Le sénateur D. Smith : À propos de ce que vous avez dit au sujet de la situation actuelle du Commonwealth, je ne peux pas résister à l'envie de donner un exemple. Le sénateur Andreychuk et moi-même avons fait partie de la délégation canadienne l'été dernier, en juillet, pour le 100e anniversaire de l'Association parlementaire du Commonwealth. Le premier a été célébré à Westminster, en 1911. Le Commonwealth était alors composé du Royaume-Uni, de l'Australie, de la Nouvelle-Zélande, des Sud-Africains blancs et des Canadiens. Au grand dîner — ils étaient tous dans la même pièce et vous pouvez voir la photo d'il y a 100 ans —, toutes les personnes sur la photo sont des hommes blancs, tous âgés de plus de 50 ans et tous en smoking. Cent ans plus tard, je dirais qu'au moins le tiers étaient des femmes, au moins la moitié avaient moins de 50 ans et sans doute les deux tiers n'étaient pas blancs. Il y avait quelques smokings, mais c'était ceux des serveurs. Je ne peux pas résister à l'envie d'en parler, car j'ai le sens de l'humour.
En ce qui concerne la charte, avez laquelle je suis d'accord, lorsque vous examinez le texte, il est difficile de contester les éléments qu'il contient. Certains d'entre eux pourraient être qualifiés de platitudes. Néanmoins, les éléments essentiels sont, je pense, une véritable démocratie, les droits de la personne, ce qui comprend les droits des femmes, les droits religieux, les droits des minorités et la question de l'orientation sexuelle; et toutes ces choses sont respectées grâce à l'état de droit.

- [ENTRÉES AFFICHÉES]:
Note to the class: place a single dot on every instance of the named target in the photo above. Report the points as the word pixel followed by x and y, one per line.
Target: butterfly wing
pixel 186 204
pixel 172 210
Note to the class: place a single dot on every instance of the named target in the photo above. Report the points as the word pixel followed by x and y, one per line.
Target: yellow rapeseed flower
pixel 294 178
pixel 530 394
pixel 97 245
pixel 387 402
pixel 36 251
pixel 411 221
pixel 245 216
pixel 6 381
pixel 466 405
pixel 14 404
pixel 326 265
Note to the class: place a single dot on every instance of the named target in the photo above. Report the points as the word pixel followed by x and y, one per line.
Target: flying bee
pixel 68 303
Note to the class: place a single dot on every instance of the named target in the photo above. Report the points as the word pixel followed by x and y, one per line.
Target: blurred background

- [DÉFI 1]: Recopiez mot pour mot tout le passage du document source qui va de « En ce qui concerne » jusqu'à « l'état de droit. ».
- [DÉFI 2]: Renvoyez à l'identique tout ce qui va du début des entrées jusqu'à la ligne contenant « pixel 172 210 », cette ligne comprise.

- [RÉPONSE COMPLÈTE 1]:
En ce qui concerne la charte, avez laquelle je suis d'accord, lorsque vous examinez le texte, il est difficile de contester les éléments qu'il contient. Certains d'entre eux pourraient être qualifiés de platitudes. Néanmoins, les éléments essentiels sont, je pense, une véritable démocratie, les droits de la personne, ce qui comprend les droits des femmes, les droits religieux, les droits des minorités et la question de l'orientation sexuelle; et toutes ces choses sont respectées grâce à l'état de droit.

- [RÉPONSE COMPLÈTE 2]:
Note to the class: place a single dot on every instance of the named target in the photo above. Report the points as the word pixel followed by x and y, one per line.
Target: butterfly wing
pixel 186 204
pixel 172 210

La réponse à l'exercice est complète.